> [Requirement] Transcribe the lines below word for word, without changing anything.

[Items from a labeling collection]
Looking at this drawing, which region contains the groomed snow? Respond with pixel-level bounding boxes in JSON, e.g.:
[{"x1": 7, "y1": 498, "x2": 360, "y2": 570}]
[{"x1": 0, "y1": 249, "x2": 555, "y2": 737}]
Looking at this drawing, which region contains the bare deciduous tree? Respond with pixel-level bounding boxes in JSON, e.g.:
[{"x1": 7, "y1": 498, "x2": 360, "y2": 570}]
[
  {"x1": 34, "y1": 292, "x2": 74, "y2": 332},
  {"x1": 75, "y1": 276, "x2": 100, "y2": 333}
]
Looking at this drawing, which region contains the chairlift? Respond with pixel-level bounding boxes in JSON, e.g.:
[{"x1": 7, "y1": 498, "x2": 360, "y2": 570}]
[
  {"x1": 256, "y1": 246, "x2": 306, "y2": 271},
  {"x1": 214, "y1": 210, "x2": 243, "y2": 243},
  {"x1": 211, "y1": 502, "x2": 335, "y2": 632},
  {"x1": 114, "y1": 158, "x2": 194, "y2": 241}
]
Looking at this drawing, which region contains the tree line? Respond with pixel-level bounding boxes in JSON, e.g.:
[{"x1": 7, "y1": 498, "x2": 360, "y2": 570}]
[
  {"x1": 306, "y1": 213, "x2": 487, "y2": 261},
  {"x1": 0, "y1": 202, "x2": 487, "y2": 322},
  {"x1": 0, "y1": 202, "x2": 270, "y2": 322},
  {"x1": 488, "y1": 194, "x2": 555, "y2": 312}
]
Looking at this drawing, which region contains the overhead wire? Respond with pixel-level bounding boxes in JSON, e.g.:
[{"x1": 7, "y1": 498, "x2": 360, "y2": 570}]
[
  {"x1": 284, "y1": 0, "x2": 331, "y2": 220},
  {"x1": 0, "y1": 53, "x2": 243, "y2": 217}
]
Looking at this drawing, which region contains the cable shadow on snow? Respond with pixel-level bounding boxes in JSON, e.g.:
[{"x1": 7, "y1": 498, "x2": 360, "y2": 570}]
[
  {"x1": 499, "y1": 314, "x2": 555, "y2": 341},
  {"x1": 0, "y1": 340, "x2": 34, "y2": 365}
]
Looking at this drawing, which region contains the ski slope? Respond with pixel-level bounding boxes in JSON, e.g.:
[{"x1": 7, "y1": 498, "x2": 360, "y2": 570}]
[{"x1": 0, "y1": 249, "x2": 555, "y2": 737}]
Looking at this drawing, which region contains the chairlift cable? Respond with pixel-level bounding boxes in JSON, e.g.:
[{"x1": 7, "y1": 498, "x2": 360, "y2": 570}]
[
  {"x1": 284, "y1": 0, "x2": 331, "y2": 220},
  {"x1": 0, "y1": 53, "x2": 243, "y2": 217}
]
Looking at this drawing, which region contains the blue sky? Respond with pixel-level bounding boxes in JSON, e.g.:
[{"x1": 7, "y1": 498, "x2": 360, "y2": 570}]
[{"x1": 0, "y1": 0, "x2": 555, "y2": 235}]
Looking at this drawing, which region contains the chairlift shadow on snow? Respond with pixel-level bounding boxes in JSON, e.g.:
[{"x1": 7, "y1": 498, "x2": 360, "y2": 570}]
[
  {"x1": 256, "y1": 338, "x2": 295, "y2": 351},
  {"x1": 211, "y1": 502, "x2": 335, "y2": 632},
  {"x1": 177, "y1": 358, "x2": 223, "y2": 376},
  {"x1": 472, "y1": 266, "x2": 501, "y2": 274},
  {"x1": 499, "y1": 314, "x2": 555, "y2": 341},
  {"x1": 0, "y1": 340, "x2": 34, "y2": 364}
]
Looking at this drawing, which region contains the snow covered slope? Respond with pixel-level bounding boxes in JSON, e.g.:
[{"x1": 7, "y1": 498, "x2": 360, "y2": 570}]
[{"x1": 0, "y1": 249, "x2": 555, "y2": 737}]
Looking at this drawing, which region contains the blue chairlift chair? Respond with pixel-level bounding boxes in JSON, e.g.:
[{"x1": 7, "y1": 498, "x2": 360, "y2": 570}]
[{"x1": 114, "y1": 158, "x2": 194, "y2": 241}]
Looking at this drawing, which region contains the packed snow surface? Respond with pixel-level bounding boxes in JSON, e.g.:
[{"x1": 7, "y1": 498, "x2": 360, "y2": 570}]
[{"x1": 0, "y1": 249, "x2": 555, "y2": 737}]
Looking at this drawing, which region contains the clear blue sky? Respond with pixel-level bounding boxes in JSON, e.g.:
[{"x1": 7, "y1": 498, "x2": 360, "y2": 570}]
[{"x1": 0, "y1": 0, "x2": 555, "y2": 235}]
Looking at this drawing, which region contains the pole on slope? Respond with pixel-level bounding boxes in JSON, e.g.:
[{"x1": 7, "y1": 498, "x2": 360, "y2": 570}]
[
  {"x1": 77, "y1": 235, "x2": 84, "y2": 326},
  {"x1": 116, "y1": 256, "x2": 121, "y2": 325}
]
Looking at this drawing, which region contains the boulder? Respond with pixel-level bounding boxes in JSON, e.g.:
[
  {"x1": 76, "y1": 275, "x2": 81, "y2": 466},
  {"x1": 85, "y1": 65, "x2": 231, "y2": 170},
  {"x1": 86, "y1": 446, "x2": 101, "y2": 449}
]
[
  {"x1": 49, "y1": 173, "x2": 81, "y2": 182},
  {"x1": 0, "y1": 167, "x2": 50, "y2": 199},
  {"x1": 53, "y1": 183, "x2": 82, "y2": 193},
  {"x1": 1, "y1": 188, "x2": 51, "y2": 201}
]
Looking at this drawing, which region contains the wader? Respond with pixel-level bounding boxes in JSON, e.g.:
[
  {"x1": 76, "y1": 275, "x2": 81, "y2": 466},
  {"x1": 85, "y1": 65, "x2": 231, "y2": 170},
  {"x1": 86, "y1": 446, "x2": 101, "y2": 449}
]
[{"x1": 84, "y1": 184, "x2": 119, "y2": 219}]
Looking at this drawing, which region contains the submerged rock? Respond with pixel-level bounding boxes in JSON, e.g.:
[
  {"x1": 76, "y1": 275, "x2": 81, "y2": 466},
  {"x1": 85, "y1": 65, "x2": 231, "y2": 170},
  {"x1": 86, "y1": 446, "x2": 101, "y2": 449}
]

> [Exercise output]
Looking at this drawing, which region contains the groomed snow? Respond with pixel-level bounding boxes in JSON, e.g.:
[{"x1": 7, "y1": 498, "x2": 360, "y2": 570}]
[{"x1": 0, "y1": 249, "x2": 555, "y2": 737}]
Looking at this drawing, which region contains the bare deciduous tree? Respond with pixel-level bounding boxes in JSON, e.g.:
[{"x1": 7, "y1": 498, "x2": 360, "y2": 570}]
[
  {"x1": 34, "y1": 292, "x2": 74, "y2": 332},
  {"x1": 75, "y1": 276, "x2": 100, "y2": 333}
]
Looking at this drawing, which region contains the chairlift? Respond with pixel-level bounding boxes in JSON, e.g.:
[{"x1": 7, "y1": 498, "x2": 360, "y2": 570}]
[
  {"x1": 256, "y1": 246, "x2": 306, "y2": 271},
  {"x1": 214, "y1": 210, "x2": 243, "y2": 243},
  {"x1": 211, "y1": 502, "x2": 335, "y2": 632},
  {"x1": 114, "y1": 158, "x2": 194, "y2": 241}
]
Looking at this drawing, which region contains the tree line? Respond with pixel-level bounding boxes in JSON, e.g.:
[{"x1": 7, "y1": 498, "x2": 360, "y2": 570}]
[
  {"x1": 306, "y1": 213, "x2": 487, "y2": 261},
  {"x1": 0, "y1": 202, "x2": 487, "y2": 322},
  {"x1": 0, "y1": 202, "x2": 270, "y2": 322},
  {"x1": 488, "y1": 194, "x2": 555, "y2": 312}
]
Looking at this drawing, which region contains the overhead wire? Respond with pixel-level bounding boxes in JSON, e.g.:
[{"x1": 7, "y1": 498, "x2": 360, "y2": 570}]
[
  {"x1": 284, "y1": 0, "x2": 331, "y2": 220},
  {"x1": 0, "y1": 53, "x2": 243, "y2": 217}
]
Looking at this drawing, which region contains the cable shadow on snow? Respond with pixel-level bounding boxes in JSON, e.g.:
[{"x1": 7, "y1": 498, "x2": 360, "y2": 570}]
[
  {"x1": 499, "y1": 314, "x2": 555, "y2": 341},
  {"x1": 0, "y1": 340, "x2": 34, "y2": 365}
]
Looking at this drawing, which region contains the ski slope? Respond with pixel-level bounding boxes in JSON, e.g.:
[{"x1": 7, "y1": 498, "x2": 360, "y2": 570}]
[{"x1": 0, "y1": 249, "x2": 555, "y2": 737}]
Looking at this drawing, which region contains the chairlift cable? Respond with pixel-level bounding boxes in JSON, e.g.:
[{"x1": 7, "y1": 498, "x2": 360, "y2": 570}]
[
  {"x1": 284, "y1": 0, "x2": 331, "y2": 220},
  {"x1": 0, "y1": 53, "x2": 243, "y2": 217}
]
Looking at this drawing, which region contains the blue sky? Respond with pixel-level bounding boxes in JSON, e.g.:
[{"x1": 7, "y1": 498, "x2": 360, "y2": 570}]
[{"x1": 0, "y1": 0, "x2": 555, "y2": 235}]
Looking at this drawing, which region contains the chairlift shadow on snow? Respond with pixel-level bounding boxes in JSON, e.g.:
[{"x1": 7, "y1": 498, "x2": 360, "y2": 570}]
[
  {"x1": 256, "y1": 338, "x2": 295, "y2": 351},
  {"x1": 211, "y1": 502, "x2": 335, "y2": 632},
  {"x1": 177, "y1": 358, "x2": 223, "y2": 376},
  {"x1": 472, "y1": 266, "x2": 501, "y2": 274},
  {"x1": 499, "y1": 314, "x2": 555, "y2": 341},
  {"x1": 0, "y1": 340, "x2": 34, "y2": 364}
]
Looking at this drawing, which region contains the snow covered slope? Respond with pixel-level bounding boxes in JSON, e.g.:
[{"x1": 7, "y1": 498, "x2": 360, "y2": 570}]
[{"x1": 0, "y1": 249, "x2": 555, "y2": 737}]
Looking at this drawing, which region contains the blue chairlift chair? Respond with pixel-level bounding boxes in JSON, e.g.:
[{"x1": 7, "y1": 498, "x2": 360, "y2": 570}]
[{"x1": 114, "y1": 158, "x2": 194, "y2": 241}]
Looking at this drawing, which region contains the packed snow surface? Respond with pixel-level bounding boxes in JSON, e.g.:
[{"x1": 7, "y1": 498, "x2": 360, "y2": 570}]
[{"x1": 0, "y1": 249, "x2": 555, "y2": 737}]
Looking at this drawing, which region contains the clear blue sky? Respond with pixel-level bounding boxes in JSON, e.g.:
[{"x1": 7, "y1": 498, "x2": 360, "y2": 570}]
[{"x1": 0, "y1": 0, "x2": 555, "y2": 235}]
Looking at this drawing, which region contains the pole on slope? Respond with pixel-level bounding boxes in JSON, e.g.:
[{"x1": 7, "y1": 498, "x2": 360, "y2": 570}]
[
  {"x1": 77, "y1": 235, "x2": 84, "y2": 326},
  {"x1": 116, "y1": 256, "x2": 121, "y2": 325}
]
Looking at this drawing, which region contains the boulder? Respond with pixel-level bounding boxes in JSON, e.g.:
[
  {"x1": 76, "y1": 275, "x2": 81, "y2": 466},
  {"x1": 85, "y1": 65, "x2": 231, "y2": 170},
  {"x1": 86, "y1": 446, "x2": 101, "y2": 449}
]
[
  {"x1": 49, "y1": 173, "x2": 81, "y2": 182},
  {"x1": 0, "y1": 167, "x2": 50, "y2": 199},
  {"x1": 53, "y1": 183, "x2": 82, "y2": 193},
  {"x1": 1, "y1": 188, "x2": 51, "y2": 201}
]
Looking at this drawing, which region contains the wader? Respond with pixel-level bounding boxes in JSON, e.g.:
[
  {"x1": 76, "y1": 275, "x2": 81, "y2": 466},
  {"x1": 85, "y1": 65, "x2": 231, "y2": 170},
  {"x1": 86, "y1": 446, "x2": 101, "y2": 449}
]
[{"x1": 84, "y1": 184, "x2": 119, "y2": 219}]
Looking at this drawing, which region contains the submerged rock? Respond with pixel-level bounding boxes in JSON, e.g.:
[
  {"x1": 76, "y1": 275, "x2": 81, "y2": 466},
  {"x1": 85, "y1": 65, "x2": 231, "y2": 170},
  {"x1": 86, "y1": 446, "x2": 101, "y2": 449}
]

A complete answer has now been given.